* [TASK REQUIREMENTS]
Quote, word for word, every line starting at the line that contains "query | sunlit foam mound" and ending with the last line of the records; include both of these lines and no others.

%%

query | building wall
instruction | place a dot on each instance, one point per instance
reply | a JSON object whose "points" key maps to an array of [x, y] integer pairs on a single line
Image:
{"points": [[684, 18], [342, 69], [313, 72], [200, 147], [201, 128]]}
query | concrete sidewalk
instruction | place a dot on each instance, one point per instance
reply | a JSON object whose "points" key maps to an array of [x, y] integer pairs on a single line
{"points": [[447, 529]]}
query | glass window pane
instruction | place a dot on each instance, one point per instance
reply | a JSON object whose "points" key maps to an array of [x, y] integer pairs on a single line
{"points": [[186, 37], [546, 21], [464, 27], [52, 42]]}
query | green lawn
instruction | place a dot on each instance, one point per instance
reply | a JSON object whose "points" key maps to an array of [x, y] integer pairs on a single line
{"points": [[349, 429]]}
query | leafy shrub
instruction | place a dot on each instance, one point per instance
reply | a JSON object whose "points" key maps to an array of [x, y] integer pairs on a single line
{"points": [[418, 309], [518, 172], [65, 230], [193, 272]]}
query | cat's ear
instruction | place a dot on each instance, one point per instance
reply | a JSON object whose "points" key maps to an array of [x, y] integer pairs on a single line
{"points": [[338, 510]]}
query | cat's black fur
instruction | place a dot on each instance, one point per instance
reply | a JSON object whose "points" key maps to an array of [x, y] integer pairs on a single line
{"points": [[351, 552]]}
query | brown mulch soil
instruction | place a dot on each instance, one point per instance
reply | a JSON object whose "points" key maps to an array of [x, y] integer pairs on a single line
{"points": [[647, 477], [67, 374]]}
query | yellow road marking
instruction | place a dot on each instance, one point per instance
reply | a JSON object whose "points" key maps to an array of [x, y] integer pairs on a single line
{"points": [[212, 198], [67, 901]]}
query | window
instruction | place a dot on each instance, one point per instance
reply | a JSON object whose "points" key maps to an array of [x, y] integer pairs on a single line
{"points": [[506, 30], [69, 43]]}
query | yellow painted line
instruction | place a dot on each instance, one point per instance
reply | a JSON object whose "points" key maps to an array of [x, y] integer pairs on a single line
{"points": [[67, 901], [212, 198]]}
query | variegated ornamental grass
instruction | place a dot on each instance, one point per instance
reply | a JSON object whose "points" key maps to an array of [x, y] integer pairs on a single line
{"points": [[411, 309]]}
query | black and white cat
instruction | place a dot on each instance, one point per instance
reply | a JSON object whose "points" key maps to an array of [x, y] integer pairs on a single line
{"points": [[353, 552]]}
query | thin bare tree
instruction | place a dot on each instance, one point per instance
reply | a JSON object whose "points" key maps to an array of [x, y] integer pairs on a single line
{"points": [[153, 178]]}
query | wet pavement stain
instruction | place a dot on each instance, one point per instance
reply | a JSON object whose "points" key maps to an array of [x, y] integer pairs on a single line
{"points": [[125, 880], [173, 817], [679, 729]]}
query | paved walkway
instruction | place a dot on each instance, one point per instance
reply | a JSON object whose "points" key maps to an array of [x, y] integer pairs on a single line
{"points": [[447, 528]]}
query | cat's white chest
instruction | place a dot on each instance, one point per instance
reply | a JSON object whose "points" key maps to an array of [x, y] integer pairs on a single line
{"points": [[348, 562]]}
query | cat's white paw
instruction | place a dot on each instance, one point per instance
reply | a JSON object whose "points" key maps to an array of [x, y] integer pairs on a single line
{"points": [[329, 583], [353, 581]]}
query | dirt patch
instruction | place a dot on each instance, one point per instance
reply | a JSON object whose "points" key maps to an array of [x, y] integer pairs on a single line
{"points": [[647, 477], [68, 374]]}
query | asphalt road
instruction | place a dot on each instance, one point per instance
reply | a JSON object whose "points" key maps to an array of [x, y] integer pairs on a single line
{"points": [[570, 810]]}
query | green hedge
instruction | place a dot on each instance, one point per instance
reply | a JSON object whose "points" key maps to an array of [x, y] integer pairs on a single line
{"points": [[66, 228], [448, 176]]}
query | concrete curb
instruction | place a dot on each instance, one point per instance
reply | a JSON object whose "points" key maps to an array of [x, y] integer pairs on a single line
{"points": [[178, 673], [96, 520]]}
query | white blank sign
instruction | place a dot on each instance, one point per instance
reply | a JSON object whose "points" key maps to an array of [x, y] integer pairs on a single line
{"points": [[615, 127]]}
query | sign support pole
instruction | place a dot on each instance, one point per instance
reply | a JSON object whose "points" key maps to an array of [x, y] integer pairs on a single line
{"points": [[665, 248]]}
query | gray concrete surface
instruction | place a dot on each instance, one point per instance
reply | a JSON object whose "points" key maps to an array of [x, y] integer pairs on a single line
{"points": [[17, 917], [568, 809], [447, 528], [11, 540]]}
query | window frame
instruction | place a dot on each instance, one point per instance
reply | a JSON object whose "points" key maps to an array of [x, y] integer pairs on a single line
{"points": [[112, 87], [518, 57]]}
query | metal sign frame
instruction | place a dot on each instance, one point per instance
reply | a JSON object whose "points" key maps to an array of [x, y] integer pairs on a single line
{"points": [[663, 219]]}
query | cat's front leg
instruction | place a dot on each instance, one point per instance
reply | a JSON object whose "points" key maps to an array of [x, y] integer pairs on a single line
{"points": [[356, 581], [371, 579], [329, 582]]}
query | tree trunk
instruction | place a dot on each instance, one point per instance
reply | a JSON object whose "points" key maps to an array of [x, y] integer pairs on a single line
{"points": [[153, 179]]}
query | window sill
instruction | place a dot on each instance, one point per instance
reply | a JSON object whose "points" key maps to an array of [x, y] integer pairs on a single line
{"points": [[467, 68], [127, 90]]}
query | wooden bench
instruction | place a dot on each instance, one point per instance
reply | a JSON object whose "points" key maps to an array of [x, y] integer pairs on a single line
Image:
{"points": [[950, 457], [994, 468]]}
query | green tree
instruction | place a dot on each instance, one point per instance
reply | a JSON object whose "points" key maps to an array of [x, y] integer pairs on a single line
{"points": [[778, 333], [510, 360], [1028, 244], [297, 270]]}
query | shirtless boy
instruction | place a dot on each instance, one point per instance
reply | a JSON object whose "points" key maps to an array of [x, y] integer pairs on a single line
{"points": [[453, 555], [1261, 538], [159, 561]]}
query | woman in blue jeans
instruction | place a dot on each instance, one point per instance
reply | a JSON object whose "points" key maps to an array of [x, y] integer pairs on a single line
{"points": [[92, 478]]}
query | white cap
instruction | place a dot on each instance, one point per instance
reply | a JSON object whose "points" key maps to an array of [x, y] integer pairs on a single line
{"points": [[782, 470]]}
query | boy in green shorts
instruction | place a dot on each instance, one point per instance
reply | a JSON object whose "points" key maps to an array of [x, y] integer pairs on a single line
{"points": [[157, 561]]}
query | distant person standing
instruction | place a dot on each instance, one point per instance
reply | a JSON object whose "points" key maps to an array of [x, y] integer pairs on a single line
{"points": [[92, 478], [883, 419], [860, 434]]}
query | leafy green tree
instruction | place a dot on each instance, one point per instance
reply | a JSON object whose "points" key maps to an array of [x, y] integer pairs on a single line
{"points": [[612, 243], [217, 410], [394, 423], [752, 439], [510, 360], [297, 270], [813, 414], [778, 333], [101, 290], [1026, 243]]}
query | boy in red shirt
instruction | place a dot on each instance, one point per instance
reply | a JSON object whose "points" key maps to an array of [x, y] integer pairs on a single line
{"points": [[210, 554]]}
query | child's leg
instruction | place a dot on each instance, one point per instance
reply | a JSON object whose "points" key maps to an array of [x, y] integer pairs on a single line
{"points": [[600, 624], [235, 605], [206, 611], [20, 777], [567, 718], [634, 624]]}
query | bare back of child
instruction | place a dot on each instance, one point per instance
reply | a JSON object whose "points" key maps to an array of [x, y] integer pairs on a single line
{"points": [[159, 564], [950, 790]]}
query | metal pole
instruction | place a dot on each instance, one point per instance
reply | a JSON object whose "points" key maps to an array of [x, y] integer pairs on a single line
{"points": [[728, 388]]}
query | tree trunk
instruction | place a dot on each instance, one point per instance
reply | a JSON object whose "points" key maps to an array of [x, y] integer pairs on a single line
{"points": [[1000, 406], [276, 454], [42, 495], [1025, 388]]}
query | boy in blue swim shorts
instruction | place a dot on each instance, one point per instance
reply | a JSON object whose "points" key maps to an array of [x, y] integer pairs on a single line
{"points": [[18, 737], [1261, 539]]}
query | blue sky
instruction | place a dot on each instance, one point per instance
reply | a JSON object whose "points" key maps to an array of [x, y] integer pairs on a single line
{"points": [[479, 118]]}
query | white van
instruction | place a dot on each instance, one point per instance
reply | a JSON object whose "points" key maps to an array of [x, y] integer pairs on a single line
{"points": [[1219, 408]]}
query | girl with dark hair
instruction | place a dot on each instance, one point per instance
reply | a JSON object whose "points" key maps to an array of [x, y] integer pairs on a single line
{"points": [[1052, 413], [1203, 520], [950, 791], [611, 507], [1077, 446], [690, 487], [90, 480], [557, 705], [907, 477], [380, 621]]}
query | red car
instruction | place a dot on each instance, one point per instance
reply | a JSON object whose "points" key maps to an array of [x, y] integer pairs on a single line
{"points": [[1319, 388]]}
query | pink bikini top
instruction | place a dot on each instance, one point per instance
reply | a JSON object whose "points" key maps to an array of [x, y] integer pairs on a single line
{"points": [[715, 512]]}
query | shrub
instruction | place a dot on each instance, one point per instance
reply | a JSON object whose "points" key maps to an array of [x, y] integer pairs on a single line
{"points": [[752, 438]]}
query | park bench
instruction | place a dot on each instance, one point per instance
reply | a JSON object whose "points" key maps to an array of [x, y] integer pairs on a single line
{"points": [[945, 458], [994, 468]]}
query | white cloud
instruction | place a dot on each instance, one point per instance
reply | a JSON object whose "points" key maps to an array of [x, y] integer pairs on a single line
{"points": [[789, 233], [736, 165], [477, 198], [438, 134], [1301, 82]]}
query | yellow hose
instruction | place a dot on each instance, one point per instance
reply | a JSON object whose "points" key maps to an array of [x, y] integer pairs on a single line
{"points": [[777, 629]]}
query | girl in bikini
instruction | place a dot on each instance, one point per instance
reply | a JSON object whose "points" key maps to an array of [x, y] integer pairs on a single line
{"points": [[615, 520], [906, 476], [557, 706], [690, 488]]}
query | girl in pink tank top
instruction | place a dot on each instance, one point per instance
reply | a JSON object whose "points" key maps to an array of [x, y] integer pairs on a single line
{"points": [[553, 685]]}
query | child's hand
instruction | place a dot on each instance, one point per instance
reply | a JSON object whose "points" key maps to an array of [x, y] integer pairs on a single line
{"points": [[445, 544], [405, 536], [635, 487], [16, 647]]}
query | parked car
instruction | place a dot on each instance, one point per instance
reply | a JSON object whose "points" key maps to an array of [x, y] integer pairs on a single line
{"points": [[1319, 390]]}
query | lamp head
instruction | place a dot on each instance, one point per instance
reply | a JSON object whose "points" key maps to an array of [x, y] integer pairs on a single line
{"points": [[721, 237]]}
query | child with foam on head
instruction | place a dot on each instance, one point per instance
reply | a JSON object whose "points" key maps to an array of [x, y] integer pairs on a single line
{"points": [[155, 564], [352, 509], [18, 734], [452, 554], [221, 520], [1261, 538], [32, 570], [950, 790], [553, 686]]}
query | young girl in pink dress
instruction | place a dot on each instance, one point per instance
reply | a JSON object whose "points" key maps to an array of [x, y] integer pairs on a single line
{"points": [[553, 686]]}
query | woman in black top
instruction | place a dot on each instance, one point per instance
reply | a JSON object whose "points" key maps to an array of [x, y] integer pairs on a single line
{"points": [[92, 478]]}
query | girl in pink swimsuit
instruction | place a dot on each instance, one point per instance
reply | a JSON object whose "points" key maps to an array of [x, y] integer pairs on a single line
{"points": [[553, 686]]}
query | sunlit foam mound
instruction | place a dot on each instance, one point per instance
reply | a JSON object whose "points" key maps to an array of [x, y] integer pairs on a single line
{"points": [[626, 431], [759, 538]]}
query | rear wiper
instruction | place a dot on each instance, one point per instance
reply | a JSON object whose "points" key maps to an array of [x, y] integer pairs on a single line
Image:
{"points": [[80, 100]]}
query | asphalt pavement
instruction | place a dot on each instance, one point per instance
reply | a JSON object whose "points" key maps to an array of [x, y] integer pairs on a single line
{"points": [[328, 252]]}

%%

* [EXERCISE OUTPUT]
query | sunlit foam mound
instruction | place a dot on each instance, one point per instance
reply | a JSON object whose "points" key maps to an array of [x, y] integer pairs on a single line
{"points": [[626, 431], [759, 538]]}
query | rear wiper
instruction | place a dot on each instance, one point per instance
reply | a JSON object whose "points" key maps to an array of [x, y] integer pairs on a single line
Image:
{"points": [[80, 100]]}
query | asphalt pavement
instruction | place a dot on each instance, one point per instance
reply | a JSON object whose "points" key maps to an array of [x, y] integer pairs on a single line
{"points": [[328, 252]]}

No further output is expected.